# start of Source document
Saturday 2 August 2014

Chrysalis: Tech Noir … In French … !

2nd August, 2014.

You know, I like movies.

No, really.

I don’t know if I’d say I’m a film critic.   Or buff.   Or fan, even.

But I like watching films.

Legally, for preference.   Using file sharing applications like Transmission to download copyrighted material is iffy, to say the least.

And impractical.

Especially if you — like I — have limits on how much you can download or upload.   Peer to peer file sharing can eat your monthly limit, like there’s no tomorrow.

My point , here … ?

Is that, occasionally, even in VERY cash-strapped times … ?   I occasionally have a little to spare on renting a film from iTunes.

Tonight … ?

Tonight, I actually felt adventurous to go exploring around iTunes, to see what it had.
What I found … ?

What I found was the 2008 French film, Chrysalis.

Yes.

I think tech noir is the right phrase, thank you.

I also think ‘quite good’ is another phrase to use.

Mostly where Chrysalis is exactly that.
# end of Source document
Required work
a – From the blog post about the film Chrysalis, list the terms the writer declines to claim as a description of themselves.
b – Carry on the blog post about the French film Chrysalis from its last line.
# start of Excerpted data
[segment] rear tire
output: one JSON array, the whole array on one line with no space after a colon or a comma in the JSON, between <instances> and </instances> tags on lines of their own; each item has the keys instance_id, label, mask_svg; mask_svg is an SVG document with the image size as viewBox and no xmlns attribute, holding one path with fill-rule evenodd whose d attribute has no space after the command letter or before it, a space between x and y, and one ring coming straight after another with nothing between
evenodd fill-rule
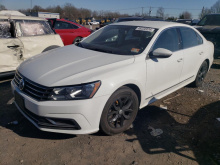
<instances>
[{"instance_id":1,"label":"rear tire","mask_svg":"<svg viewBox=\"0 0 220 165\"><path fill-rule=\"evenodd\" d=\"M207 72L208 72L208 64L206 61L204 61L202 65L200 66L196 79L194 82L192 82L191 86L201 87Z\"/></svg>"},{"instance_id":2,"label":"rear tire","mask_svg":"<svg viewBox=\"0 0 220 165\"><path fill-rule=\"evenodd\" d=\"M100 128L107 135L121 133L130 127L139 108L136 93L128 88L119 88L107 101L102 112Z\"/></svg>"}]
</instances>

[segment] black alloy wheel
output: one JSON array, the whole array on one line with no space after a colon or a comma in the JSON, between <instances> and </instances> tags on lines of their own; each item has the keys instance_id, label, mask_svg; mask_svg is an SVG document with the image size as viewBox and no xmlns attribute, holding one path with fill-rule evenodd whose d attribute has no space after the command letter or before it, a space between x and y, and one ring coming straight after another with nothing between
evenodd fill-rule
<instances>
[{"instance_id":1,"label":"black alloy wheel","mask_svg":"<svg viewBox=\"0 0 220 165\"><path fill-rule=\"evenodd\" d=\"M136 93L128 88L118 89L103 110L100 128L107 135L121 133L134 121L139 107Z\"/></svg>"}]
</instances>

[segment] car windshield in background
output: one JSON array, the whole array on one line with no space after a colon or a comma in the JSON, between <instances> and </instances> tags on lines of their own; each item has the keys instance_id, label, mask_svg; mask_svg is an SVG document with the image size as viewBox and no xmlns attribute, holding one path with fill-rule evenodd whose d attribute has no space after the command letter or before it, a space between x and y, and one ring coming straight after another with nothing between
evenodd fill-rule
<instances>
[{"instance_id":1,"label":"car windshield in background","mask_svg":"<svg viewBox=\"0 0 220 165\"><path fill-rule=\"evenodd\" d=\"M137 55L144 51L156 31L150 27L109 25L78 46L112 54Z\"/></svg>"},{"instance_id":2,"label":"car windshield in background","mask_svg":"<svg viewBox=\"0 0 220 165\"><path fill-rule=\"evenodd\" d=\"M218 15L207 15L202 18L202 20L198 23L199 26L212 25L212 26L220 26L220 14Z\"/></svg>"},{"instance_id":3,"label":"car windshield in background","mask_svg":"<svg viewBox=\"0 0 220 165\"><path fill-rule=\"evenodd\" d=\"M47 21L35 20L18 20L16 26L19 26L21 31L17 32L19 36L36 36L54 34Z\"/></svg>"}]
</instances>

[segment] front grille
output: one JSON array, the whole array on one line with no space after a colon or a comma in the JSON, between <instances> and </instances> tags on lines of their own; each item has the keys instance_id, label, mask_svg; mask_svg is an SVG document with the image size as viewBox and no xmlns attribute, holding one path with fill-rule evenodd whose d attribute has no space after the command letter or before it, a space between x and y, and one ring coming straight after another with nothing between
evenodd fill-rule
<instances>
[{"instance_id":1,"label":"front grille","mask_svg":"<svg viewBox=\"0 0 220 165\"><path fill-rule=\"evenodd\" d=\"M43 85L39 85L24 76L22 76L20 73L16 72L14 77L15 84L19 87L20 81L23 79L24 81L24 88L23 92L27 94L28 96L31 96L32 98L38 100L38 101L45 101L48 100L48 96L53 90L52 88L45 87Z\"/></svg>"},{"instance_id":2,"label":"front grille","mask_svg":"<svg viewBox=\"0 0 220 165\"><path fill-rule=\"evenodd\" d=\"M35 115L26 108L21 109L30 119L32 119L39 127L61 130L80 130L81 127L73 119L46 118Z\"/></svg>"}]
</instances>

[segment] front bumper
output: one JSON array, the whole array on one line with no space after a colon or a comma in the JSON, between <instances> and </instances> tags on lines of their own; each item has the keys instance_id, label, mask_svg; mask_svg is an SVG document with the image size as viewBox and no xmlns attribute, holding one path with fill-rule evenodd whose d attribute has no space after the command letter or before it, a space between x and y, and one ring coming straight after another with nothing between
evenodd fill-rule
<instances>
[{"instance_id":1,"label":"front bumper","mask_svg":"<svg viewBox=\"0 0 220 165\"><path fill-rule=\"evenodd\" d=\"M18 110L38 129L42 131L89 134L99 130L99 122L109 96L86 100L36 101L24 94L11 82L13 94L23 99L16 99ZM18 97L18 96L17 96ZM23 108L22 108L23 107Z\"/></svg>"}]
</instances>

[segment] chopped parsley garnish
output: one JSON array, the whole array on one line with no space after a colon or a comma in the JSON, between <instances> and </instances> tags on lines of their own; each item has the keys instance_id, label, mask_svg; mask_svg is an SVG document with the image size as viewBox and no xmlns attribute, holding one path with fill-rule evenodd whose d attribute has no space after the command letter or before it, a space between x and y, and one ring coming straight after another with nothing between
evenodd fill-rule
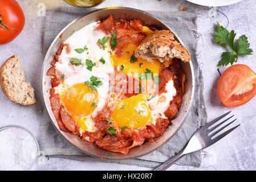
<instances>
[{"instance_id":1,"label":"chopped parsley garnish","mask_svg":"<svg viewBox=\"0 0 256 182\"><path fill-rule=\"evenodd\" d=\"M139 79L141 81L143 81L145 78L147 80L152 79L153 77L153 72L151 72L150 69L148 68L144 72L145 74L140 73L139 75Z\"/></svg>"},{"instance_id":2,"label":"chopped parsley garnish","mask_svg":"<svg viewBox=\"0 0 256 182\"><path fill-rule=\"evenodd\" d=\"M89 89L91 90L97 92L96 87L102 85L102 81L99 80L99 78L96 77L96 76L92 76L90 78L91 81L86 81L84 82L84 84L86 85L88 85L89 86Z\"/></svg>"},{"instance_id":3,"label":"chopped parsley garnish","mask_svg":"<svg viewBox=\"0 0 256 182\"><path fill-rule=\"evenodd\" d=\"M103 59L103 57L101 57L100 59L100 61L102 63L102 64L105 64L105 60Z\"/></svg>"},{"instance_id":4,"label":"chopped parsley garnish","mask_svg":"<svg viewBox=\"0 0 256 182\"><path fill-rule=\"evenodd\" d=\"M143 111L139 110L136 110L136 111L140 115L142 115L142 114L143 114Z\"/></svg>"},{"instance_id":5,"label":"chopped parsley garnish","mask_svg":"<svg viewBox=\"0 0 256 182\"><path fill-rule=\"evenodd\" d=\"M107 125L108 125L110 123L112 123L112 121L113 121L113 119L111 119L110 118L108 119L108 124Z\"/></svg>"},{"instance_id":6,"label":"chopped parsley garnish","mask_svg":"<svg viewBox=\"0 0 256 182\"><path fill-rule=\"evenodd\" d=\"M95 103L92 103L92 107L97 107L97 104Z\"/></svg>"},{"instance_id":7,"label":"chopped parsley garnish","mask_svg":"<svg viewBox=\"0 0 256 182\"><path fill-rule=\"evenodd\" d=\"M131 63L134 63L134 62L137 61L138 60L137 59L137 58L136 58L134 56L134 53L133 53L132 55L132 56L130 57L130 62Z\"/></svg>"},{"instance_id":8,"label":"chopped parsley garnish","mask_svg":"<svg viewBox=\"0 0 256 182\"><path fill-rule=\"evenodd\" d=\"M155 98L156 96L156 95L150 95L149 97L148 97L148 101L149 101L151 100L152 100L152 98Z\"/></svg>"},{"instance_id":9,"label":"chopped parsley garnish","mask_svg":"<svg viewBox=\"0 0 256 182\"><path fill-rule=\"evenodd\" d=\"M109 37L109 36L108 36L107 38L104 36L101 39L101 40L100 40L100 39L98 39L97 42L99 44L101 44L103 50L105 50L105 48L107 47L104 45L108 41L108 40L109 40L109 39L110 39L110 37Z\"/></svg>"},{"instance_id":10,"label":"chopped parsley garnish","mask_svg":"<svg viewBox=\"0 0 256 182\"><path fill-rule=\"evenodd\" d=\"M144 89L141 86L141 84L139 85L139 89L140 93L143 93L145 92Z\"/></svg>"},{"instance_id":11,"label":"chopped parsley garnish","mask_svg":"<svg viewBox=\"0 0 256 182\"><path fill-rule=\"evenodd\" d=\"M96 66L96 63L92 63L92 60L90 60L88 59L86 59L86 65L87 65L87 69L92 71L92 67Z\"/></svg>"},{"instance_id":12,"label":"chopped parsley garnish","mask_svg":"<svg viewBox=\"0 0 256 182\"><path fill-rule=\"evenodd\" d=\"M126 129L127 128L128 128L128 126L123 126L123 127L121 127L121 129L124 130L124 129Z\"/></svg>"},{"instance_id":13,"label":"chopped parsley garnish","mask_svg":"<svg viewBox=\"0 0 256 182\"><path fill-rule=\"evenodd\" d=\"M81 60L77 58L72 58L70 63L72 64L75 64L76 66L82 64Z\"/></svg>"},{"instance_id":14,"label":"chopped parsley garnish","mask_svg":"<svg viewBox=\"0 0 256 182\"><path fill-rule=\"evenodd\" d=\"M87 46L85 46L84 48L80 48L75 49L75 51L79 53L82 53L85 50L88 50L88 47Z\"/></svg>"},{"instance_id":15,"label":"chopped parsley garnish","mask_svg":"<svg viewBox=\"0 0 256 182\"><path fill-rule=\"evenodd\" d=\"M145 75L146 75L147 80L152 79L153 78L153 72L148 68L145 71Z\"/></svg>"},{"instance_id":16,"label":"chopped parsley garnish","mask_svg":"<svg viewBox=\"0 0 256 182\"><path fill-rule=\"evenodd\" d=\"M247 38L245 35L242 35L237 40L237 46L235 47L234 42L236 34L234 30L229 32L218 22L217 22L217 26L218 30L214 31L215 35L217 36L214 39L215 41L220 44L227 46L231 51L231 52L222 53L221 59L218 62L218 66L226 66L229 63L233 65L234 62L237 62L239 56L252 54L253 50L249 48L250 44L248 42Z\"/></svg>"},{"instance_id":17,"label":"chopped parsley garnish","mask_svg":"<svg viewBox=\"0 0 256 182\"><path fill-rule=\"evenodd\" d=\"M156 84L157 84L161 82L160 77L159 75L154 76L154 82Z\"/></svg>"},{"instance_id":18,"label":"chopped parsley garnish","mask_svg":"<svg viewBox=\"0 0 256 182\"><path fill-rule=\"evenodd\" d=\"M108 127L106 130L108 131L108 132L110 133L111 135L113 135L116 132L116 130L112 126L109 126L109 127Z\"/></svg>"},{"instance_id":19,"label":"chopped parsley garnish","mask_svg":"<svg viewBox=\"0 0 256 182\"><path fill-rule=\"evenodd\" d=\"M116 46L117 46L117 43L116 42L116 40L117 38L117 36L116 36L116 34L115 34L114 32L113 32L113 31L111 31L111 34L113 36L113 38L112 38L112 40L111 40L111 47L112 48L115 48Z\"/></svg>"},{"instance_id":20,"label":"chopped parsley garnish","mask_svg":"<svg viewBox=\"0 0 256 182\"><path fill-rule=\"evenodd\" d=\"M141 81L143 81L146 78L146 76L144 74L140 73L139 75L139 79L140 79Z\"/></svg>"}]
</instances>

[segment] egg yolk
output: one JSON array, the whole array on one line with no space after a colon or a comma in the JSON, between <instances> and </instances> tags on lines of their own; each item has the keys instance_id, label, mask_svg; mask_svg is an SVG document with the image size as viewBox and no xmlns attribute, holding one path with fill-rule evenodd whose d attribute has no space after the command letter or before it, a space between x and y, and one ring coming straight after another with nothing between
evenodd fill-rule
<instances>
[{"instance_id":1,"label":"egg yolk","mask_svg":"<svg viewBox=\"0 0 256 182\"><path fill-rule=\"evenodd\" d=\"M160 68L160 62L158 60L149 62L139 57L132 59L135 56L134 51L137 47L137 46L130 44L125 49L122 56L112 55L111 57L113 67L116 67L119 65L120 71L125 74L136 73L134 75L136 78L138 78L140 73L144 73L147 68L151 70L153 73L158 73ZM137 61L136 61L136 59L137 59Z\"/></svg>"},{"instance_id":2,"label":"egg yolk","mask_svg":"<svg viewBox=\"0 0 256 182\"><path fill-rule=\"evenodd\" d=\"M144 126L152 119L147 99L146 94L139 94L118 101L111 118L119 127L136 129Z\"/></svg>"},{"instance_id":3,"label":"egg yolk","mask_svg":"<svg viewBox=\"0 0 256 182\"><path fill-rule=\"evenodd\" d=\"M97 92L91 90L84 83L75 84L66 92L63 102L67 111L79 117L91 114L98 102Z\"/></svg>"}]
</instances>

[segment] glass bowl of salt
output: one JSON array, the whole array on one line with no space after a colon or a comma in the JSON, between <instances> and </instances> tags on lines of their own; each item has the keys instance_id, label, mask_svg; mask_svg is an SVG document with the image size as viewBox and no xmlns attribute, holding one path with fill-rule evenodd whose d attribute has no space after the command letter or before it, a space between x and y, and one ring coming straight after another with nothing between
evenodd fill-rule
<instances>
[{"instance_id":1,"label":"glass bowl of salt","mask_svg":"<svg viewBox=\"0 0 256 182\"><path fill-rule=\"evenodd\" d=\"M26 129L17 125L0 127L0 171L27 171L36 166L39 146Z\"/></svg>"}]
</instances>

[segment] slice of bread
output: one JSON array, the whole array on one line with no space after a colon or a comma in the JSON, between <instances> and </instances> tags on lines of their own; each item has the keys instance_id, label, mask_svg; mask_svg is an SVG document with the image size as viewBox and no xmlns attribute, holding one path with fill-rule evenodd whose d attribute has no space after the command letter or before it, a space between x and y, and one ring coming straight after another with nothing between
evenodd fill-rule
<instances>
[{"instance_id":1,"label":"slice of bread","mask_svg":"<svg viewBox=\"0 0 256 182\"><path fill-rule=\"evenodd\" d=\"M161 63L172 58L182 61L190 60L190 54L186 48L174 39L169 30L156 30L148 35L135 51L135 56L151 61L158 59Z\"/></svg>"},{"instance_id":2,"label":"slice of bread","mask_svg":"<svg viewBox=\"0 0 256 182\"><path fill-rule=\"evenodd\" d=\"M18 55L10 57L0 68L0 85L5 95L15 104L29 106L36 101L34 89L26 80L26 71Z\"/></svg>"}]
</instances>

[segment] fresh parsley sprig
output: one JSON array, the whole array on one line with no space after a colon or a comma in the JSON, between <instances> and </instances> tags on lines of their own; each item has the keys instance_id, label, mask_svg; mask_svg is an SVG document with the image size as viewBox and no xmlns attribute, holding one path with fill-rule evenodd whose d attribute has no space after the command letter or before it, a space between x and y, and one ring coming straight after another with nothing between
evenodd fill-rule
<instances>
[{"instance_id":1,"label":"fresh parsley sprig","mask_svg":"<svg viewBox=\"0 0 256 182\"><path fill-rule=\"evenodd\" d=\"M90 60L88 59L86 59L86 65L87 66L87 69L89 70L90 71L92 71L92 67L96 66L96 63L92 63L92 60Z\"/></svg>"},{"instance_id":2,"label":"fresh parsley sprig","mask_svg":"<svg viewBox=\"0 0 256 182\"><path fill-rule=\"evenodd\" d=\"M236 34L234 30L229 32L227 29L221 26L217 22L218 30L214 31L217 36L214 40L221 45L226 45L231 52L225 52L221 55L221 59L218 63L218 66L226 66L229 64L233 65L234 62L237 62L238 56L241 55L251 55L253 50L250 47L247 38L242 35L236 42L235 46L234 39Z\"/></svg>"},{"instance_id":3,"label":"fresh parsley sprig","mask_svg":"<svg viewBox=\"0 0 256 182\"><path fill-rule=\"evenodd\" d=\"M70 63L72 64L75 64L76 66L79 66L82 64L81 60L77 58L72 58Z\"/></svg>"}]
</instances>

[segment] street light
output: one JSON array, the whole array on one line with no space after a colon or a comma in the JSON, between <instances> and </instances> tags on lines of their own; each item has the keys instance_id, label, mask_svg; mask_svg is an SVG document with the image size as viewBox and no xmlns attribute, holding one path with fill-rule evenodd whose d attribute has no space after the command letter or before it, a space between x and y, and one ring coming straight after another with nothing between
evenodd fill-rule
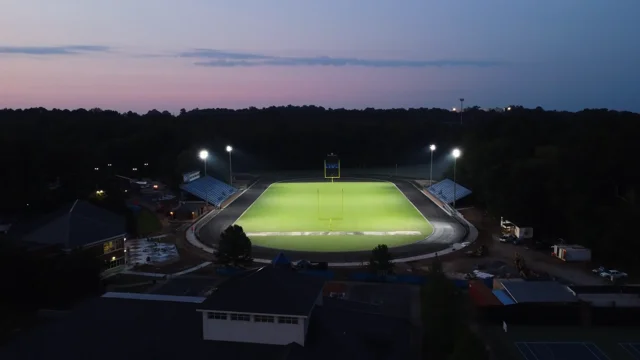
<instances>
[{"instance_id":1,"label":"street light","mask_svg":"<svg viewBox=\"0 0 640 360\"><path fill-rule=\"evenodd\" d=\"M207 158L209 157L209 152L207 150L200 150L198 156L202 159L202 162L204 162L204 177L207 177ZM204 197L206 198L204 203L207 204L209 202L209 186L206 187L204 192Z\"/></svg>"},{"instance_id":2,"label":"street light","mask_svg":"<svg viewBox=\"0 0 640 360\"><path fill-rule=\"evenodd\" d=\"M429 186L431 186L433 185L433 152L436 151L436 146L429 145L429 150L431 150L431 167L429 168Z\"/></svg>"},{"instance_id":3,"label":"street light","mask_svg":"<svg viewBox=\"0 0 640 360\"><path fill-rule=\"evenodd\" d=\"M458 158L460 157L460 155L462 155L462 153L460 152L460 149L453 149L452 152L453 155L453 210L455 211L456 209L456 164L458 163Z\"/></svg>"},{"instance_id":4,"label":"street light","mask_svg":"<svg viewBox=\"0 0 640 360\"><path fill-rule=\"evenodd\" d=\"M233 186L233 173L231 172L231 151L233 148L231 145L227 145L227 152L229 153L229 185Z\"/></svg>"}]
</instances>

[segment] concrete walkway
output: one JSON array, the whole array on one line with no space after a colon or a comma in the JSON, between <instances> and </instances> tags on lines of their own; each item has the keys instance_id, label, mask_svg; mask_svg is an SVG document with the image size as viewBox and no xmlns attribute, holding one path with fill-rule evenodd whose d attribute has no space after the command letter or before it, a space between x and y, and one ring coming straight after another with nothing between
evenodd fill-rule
# end of Excerpted data
Final answers
a – film critic, buff, fan

b –
~≈Â≈~


Set in Paris in the not too distant future, Chrysalis opens with a pre-title scene showing us a mother and daughter talking, whilst taking a car journey to … well where-ever.

And showing us the unexpected car crash that — we assume — kills the daughter.

After the opening credits fade … ?   After the credits fade, we’re shown Lieutenant David Hoffman (Albert Dupontel) attempting the messy arrest of smuggler, Nicolev.

Very messy.   Hoffman’s partner — and wife — was killed in the process.
After things have calmed down for Hoffman … ?

He’s assigned a new police partner — Marie Becker, played by Marie Guillard — and put onto the case of various amnesiacs found wondering around Paris.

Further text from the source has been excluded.